-------- Data in this exercise --------

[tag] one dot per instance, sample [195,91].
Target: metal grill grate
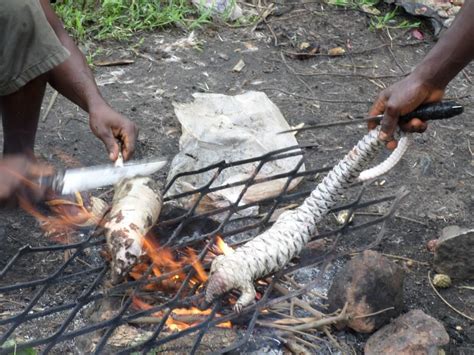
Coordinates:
[65,291]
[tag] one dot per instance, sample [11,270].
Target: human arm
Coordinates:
[74,79]
[17,177]
[428,81]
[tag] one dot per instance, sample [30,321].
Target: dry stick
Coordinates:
[466,287]
[389,47]
[50,105]
[302,304]
[307,343]
[263,16]
[357,75]
[373,313]
[286,328]
[333,340]
[292,345]
[342,316]
[405,259]
[296,75]
[446,302]
[466,75]
[316,98]
[297,285]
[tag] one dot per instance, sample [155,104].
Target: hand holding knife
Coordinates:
[436,111]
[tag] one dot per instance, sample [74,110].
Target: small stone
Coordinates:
[343,216]
[412,333]
[441,281]
[454,253]
[431,245]
[239,66]
[369,283]
[223,56]
[335,52]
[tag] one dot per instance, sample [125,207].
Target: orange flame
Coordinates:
[223,247]
[175,324]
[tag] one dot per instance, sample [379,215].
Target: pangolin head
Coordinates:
[220,281]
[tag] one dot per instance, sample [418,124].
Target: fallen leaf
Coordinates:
[111,63]
[416,33]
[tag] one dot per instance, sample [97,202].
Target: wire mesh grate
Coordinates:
[61,297]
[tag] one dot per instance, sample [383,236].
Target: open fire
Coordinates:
[162,262]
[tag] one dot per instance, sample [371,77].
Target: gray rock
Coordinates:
[412,333]
[369,283]
[454,253]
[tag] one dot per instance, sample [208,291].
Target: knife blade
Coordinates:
[69,181]
[435,111]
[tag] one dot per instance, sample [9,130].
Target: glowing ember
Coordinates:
[223,247]
[183,322]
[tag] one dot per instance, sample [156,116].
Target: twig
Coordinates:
[325,321]
[446,302]
[302,304]
[374,313]
[332,339]
[50,106]
[296,75]
[263,16]
[318,99]
[356,75]
[391,256]
[466,75]
[411,220]
[286,328]
[292,345]
[83,262]
[389,47]
[307,343]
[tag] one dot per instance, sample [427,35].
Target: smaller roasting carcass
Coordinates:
[136,206]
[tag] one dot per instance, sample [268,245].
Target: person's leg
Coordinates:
[20,114]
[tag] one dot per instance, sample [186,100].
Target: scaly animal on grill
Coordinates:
[274,248]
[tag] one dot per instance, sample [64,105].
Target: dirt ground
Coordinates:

--------

Retype all of the data above word for word, excluding the pictures.

* [Result for this exercise]:
[tag] one dot per instance, sample [195,91].
Target: metal grill grate
Coordinates:
[65,291]
[tag] one dot per instance, sample [11,270].
Target: human arm
Coordinates:
[74,79]
[17,177]
[428,81]
[tag] one dot per instance, sample [30,321].
Target: dry stick
Coordinates:
[466,287]
[389,47]
[50,105]
[302,304]
[307,343]
[263,16]
[357,75]
[373,313]
[286,328]
[333,340]
[292,345]
[342,316]
[405,259]
[296,75]
[446,302]
[466,75]
[316,98]
[297,285]
[tag] one dot per instance, sample [155,104].
Target: hand holding knife
Coordinates:
[436,111]
[tag] one dot per instance, sample [74,110].
Target: small stone
Coordinates:
[343,216]
[412,333]
[441,281]
[454,253]
[431,245]
[239,66]
[369,283]
[223,56]
[335,52]
[tag] one dot per instance, sample [125,207].
Target: orange flame
Coordinates:
[223,247]
[175,324]
[tag] one dot per instance, sample [379,215].
Target: pangolin head
Coordinates:
[220,281]
[tag] one dot per instance, sample [418,124].
Target: fallen leaf
Coordinates:
[111,63]
[416,33]
[tag] one dot per instance, sample [97,202].
Target: wire mesh grate
Coordinates:
[61,297]
[tag] one dot per instance, sample [383,236].
Target: open fire
Coordinates:
[162,262]
[tag] one dot per instance, sample [371,77].
Target: gray rock
Coordinates:
[412,333]
[369,283]
[454,253]
[tag] one dot per instance, sample [208,291].
Target: knife blade
Coordinates:
[69,181]
[435,111]
[tag] one dot per instance, sample [9,130].
Target: glowing ember
Coordinates:
[223,247]
[183,322]
[tag] one dot per instance, sample [156,116].
Target: twig
Coordinates:
[325,321]
[446,302]
[302,304]
[374,313]
[332,339]
[50,106]
[296,75]
[263,16]
[318,99]
[356,75]
[391,256]
[466,75]
[411,220]
[286,328]
[292,345]
[83,262]
[389,47]
[307,343]
[tag] one dot per instance, sample [427,35].
Target: smaller roasting carcass
Coordinates:
[136,206]
[tag] one dot per instance, sample [268,245].
Target: person's leg
Coordinates:
[20,114]
[tag] one dot per instance, sample [186,100].
Target: scaly animal on grill
Coordinates:
[274,248]
[tag] one dot per instance, sample [64,105].
Target: dirt ground
Coordinates:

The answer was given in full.